* _WHAT IS REQUIRED_: In the lines below, change every "comma-and-space-separated" to "comma-separated" and leave everything else as it is. Write out the lines again without the pictures.

╭─ DATASET CONTENT

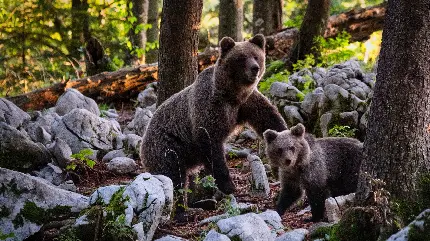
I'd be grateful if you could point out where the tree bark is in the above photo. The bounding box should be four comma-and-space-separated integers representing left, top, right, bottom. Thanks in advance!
252, 0, 283, 35
157, 0, 203, 105
218, 0, 243, 41
289, 0, 330, 67
357, 0, 430, 204
68, 0, 91, 61
145, 0, 160, 63
125, 0, 149, 65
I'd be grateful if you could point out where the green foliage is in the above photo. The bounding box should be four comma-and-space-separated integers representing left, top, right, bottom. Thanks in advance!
194, 175, 217, 189
328, 125, 357, 137
391, 172, 430, 224
66, 149, 96, 170
0, 230, 15, 240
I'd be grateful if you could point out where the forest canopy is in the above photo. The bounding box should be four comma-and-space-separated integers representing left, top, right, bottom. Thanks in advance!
0, 0, 382, 96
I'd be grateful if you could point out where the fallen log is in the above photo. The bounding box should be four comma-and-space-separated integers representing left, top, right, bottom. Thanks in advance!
7, 4, 385, 110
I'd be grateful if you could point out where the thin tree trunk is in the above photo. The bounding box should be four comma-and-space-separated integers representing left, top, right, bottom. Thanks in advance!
68, 0, 91, 61
252, 0, 283, 35
218, 0, 243, 41
157, 0, 203, 105
145, 0, 160, 63
125, 0, 148, 65
357, 0, 430, 207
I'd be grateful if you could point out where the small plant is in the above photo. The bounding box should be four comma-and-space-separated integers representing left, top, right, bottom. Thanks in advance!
66, 149, 96, 170
328, 125, 357, 137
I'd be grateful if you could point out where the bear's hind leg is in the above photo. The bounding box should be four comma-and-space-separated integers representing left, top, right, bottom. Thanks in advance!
276, 179, 303, 216
306, 188, 327, 222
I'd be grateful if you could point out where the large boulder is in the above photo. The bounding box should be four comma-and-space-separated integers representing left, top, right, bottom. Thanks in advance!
52, 109, 121, 153
55, 88, 100, 116
0, 98, 30, 128
0, 168, 88, 241
0, 122, 51, 172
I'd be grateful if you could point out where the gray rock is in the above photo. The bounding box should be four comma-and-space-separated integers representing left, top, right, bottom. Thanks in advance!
124, 173, 173, 240
258, 210, 284, 238
247, 155, 270, 197
0, 122, 51, 172
35, 163, 66, 186
325, 193, 355, 223
52, 109, 120, 153
269, 82, 304, 101
137, 87, 157, 108
387, 209, 430, 241
48, 137, 72, 168
55, 88, 100, 116
203, 229, 230, 241
275, 228, 309, 241
320, 112, 333, 137
339, 110, 358, 127
217, 213, 274, 241
284, 105, 304, 126
106, 157, 137, 174
0, 98, 30, 128
0, 168, 88, 241
124, 107, 153, 136
123, 134, 142, 157
154, 235, 188, 241
102, 149, 131, 162
300, 87, 325, 116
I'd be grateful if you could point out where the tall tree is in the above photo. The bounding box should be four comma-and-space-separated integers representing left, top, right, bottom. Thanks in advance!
145, 0, 160, 63
157, 0, 203, 106
218, 0, 243, 41
287, 0, 330, 68
358, 0, 430, 217
252, 0, 283, 35
125, 0, 149, 65
68, 0, 91, 60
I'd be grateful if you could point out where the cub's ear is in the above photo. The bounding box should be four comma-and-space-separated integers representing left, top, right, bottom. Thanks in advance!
219, 37, 236, 57
290, 123, 305, 136
263, 130, 278, 144
249, 34, 266, 50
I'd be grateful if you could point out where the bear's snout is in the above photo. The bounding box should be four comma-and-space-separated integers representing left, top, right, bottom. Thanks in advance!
251, 64, 260, 76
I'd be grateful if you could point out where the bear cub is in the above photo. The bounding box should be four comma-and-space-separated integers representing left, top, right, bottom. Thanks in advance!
140, 34, 287, 207
263, 124, 363, 221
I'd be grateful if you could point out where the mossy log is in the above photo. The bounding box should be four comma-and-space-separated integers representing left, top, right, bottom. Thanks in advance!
8, 4, 385, 110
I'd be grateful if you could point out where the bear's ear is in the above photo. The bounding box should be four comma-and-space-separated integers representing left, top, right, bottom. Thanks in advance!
291, 123, 305, 136
219, 37, 236, 57
249, 34, 266, 50
263, 130, 278, 144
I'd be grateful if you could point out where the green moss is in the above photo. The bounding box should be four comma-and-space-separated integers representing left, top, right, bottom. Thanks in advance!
12, 201, 70, 228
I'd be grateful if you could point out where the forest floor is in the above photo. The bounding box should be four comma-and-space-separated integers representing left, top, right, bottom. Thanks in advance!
75, 108, 312, 240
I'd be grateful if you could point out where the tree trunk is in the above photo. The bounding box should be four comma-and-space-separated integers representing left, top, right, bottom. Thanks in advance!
357, 0, 430, 205
125, 0, 148, 65
145, 0, 160, 63
287, 0, 330, 69
218, 0, 243, 41
68, 0, 91, 61
157, 0, 203, 105
252, 0, 283, 35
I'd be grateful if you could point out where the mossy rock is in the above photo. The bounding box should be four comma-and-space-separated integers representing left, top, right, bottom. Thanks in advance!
336, 207, 380, 241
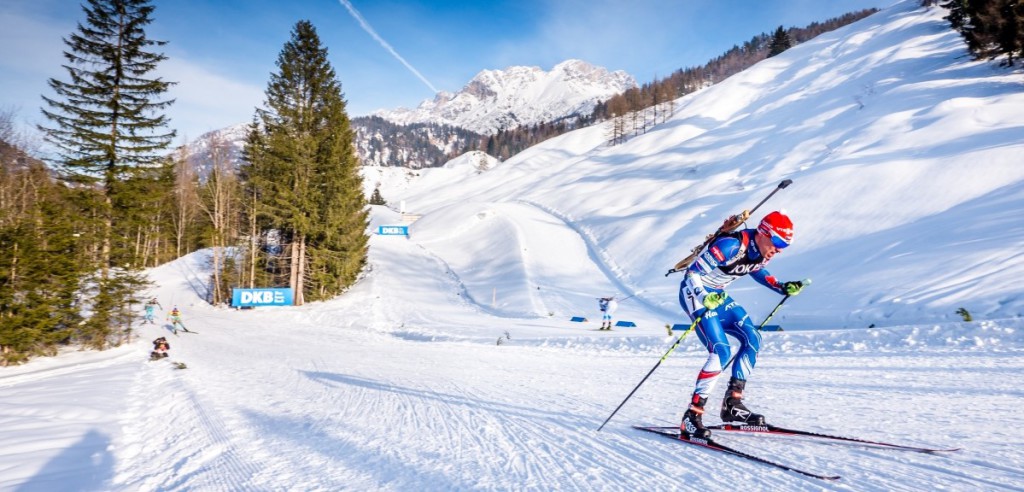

╰─

* _SOLUTION TO THE PROBLEM_:
I'd be grateful if you could point out where the tree bark is in the above photo. The bounding box should be four comma-separated integers representing left, top, right, bottom. Thanks in advance!
252, 0, 283, 35
157, 0, 203, 105
218, 0, 243, 41
289, 0, 330, 67
357, 0, 430, 204
68, 0, 91, 61
145, 0, 160, 63
125, 0, 149, 65
I'd be grateful if you could point out where the green foliage is in the above photo. The bounding box should be four comma-separated integers representing left, top, right, bottom. Thanks in advance!
194, 175, 217, 189
328, 125, 357, 137
391, 172, 430, 224
66, 149, 96, 170
0, 230, 15, 240
I'd be grateful if you could point out where the forest canopy is in the above photo. The bounding box should be four comma-separated integers representing left, top, right, bottom. Thanks in advance!
0, 0, 382, 96
I'd be grateful if you could point out where the fallen log is in the above photo. The bounding box should be four comma-separated integers representing left, top, right, bottom. Thanks in advance!
7, 4, 385, 110
I'd be grateful if you could point out where the thin tree trunk is in the above photo. The bounding box should be four comma-separated integers representing left, top, right, bottom. Thanks in advance!
68, 0, 91, 61
252, 0, 283, 35
218, 0, 243, 41
157, 0, 203, 105
145, 0, 160, 63
125, 0, 148, 65
357, 0, 430, 207
I'd be grateful if you could point out where the small plant is in the above photo. The bounding box should be four comma-separated integers representing left, top, right, bottom. Thanks in advance!
66, 149, 96, 170
328, 125, 357, 137
I'd be grateful if you could point out where the bear's hind leg is in the above photo. The bounding box should be four comma-separated integers representing left, top, right, bottom. Thanks in advance!
276, 179, 303, 216
306, 188, 327, 222
I'd be grateful if you could point out where the large boulder is in the above photo. The bounding box should be four comma-separated integers representing left, top, right, bottom. Thanks in advance!
52, 109, 121, 153
55, 88, 100, 116
0, 98, 30, 128
0, 168, 88, 241
0, 122, 51, 172
I'd be grateful if you could point out where the gray rock is in the above photo. The bounding box should be four comma-separated integers representing left, top, right, bottom. Thanks in advance!
124, 173, 173, 240
258, 210, 284, 238
247, 155, 270, 197
0, 122, 51, 172
35, 163, 66, 186
325, 193, 355, 223
52, 109, 120, 153
269, 82, 304, 101
137, 87, 157, 108
387, 209, 430, 241
48, 137, 72, 168
55, 88, 100, 116
203, 229, 230, 241
275, 228, 309, 241
320, 112, 333, 137
339, 110, 358, 127
217, 213, 274, 241
284, 105, 304, 126
106, 157, 137, 174
0, 98, 30, 128
0, 168, 88, 241
124, 107, 153, 136
123, 134, 142, 157
154, 235, 188, 241
102, 149, 131, 162
300, 87, 325, 116
I'd be grateful if you could point out where the tall tree is in the above photo. The bounding box should be four comma-separated integers representing left, top, right, bottom. Thanks in advance!
145, 0, 160, 63
157, 0, 203, 106
218, 0, 243, 41
287, 0, 330, 68
358, 0, 430, 217
252, 0, 283, 35
125, 0, 149, 65
68, 0, 91, 60
I'd be grateful if you could point out where the cub's ear is in the above photo. The bounding box should be four comma-separated integers representing left, top, right, bottom. Thanks in advance!
219, 37, 236, 57
290, 123, 305, 136
263, 130, 278, 144
249, 34, 266, 50
I'd be grateful if you could point out where the bear's snout is in the above photo. The bounding box should be four comma-separated integers representing left, top, right, bottom. Thanks in advance!
251, 64, 260, 76
I'd be grateful if you could point out where the bear cub is in the above photo. The bounding box should be four comma-separated integers representing left, top, right, bottom. Thanks in advance!
140, 34, 287, 207
263, 124, 363, 221
I'd be grateful if you could point out where the mossy log is in the above photo. The bounding box should be four comma-separated integers representing left, top, right, bottom. Thanks in advance!
8, 4, 385, 110
I'd be grateful if you could point out where the bear's ear is in the above photo. The bounding box should be four comma-separated integers representing left, top, right, bottom. Thanks in advance!
291, 123, 305, 136
219, 37, 236, 57
249, 34, 266, 50
263, 130, 278, 144
I'd be grateful if you could point out where the green moss is in the above photo. The bounding box should be four comma-separated integers representing left, top, right, bottom. Thanks in advance!
12, 201, 70, 228
I'd be grateful if you could point out where the forest floor is in the above photo. The bounding box should be four comma-separated integers representing left, top, right, bottom. Thanks in advance!
75, 108, 312, 240
I'd be grateful if you could point out where the tree trunk is in the above photo. The bounding box should be four comma-separated integers representing left, top, right, bottom. Thanks in advance!
357, 0, 430, 205
125, 0, 148, 65
145, 0, 160, 63
287, 0, 330, 69
218, 0, 243, 41
68, 0, 91, 61
157, 0, 203, 105
252, 0, 283, 35
I'd be grateful if you could point out where the mossy rock is in the above photo. The bounding box should be four comma-separated integers representing left, top, right, bottom. Thanks in advance!
336, 207, 380, 241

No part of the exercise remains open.